Exercise text
________________

The American, though, was playing in his first tournament since April after surgery for a heart condition. If there was ever a chance for Ward to win only his second tour-level match of the year—his first was in Wimbledon’s first round two days ago—perhaps it was now.

Murray’s was not an enviable second match, however, played against the towering 6ft 10in Ivo Karlovic who has one of the most dangerous serves in tennis. Indeed he averages more per match than any man other than Milos Raonic. What’s more, he reached the quarter-finals here in 2009.

However, Murray had played and beaten the 33-year-old Croat in all three previous meetings, though two of those best-of-three matches had included two tie-breaks.

For Murray scores over Karlovic in his speed, movement and variety, so it was therefore with some surprise and much murmuring from the crowd that Karlovic broke in the opening game.

Another shockwave went round the court at an opening 130mph ace from the Croat, but the second point was a Murray winner, as was the third and fourth for two break point chances. When a Murray volley clipped the net to pass Karlovic, the break was complete and order restored.

It stayed that way, with not a break point in sight until the 10th game, but three chances to take the set went up in a puff of three 130+ serves and a serve-and-volley winner.

Murray, though, got another bite of the cherry with a backhand winning return of serve down the line, and a double fault—revealed only by Hawkeye—gave him the set, 7-5.

Across the park was Ward who, in a counterpoint to Murray, had gone a set down to Fish, but back on Centre, the second set unfolded in a less dogmatic way. There were fewer love holds and both men survived deuces in the fourth and fifth games.

Along the way, there were numerous nimble exchanges to keep the fans engaged: Karlovic serve-and-volleyed when possible, picked smashes out of the air and dropped short angles with great finesse, while Murray pounced, threw in lobs and ran the long legs of the Croat ragged.

Eventually, Karlovic again found himself serving to stay in the set at 4-5 and this time, he stayed the course to a tie-break dominated by serve. Just three points of the 12 extended into rallies and the last one, with Murray serving, saw Karlovic pick off a touch winner to take the set.

Meanwhile, in a mirroring of British fortunes, Ward had come back to win the second set against Fish at almost exactly the same time. Now was the time for every home fan to develop a split personality.

It was time for Murray to up the ante. He earned a break point in the first game of Set 3 with a pitch-perfect lob winner and took his chance, breaking again in the fifth with a quick-fire exchange at the net. He served out the set with ease, 6-2, just as Ward, dropped his third set across on Court 1.

Karlovic was in no mood to give in easily, though: 130-plus serves rained down, the big Croat raced to the net at every opportunity, picked off smashes and pushed away neat volleys, while Murray served big, retrieved like a terrier, threw up lobs and slotted backhand cross-court winners.

________________

Extracted entries
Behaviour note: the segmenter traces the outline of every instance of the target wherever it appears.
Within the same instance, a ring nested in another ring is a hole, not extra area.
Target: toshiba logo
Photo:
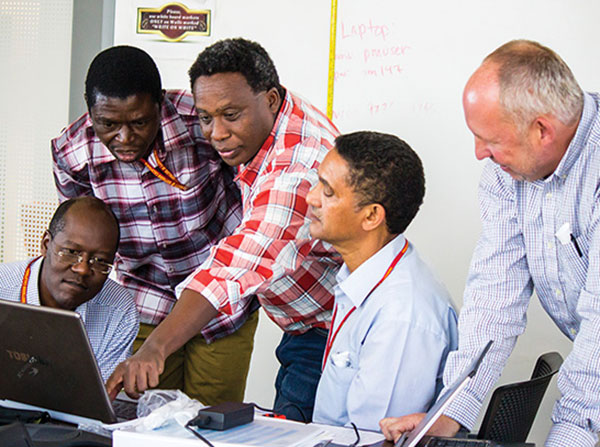
[[[29,357],[31,357],[26,352],[9,351],[8,349],[6,350],[6,352],[8,353],[8,357],[11,360],[17,360],[19,362],[26,362],[29,360]]]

________________

Directions
**A.** In the match report, what score did Murray win the first set by?
**B.** Please print the match report word for word from "Meanwhile, in a" up to and including "backhand cross-court winners.".

Results in order
**A.** 7-5

**B.**
Meanwhile, in a mirroring of British fortunes, Ward had come back to win the second set against Fish at almost exactly the same time. Now was the time for every home fan to develop a split personality.

It was time for Murray to up the ante. He earned a break point in the first game of Set 3 with a pitch-perfect lob winner and took his chance, breaking again in the fifth with a quick-fire exchange at the net. He served out the set with ease, 6-2, just as Ward, dropped his third set across on Court 1.

Karlovic was in no mood to give in easily, though: 130-plus serves rained down, the big Croat raced to the net at every opportunity, picked off smashes and pushed away neat volleys, while Murray served big, retrieved like a terrier, threw up lobs and slotted backhand cross-court winners.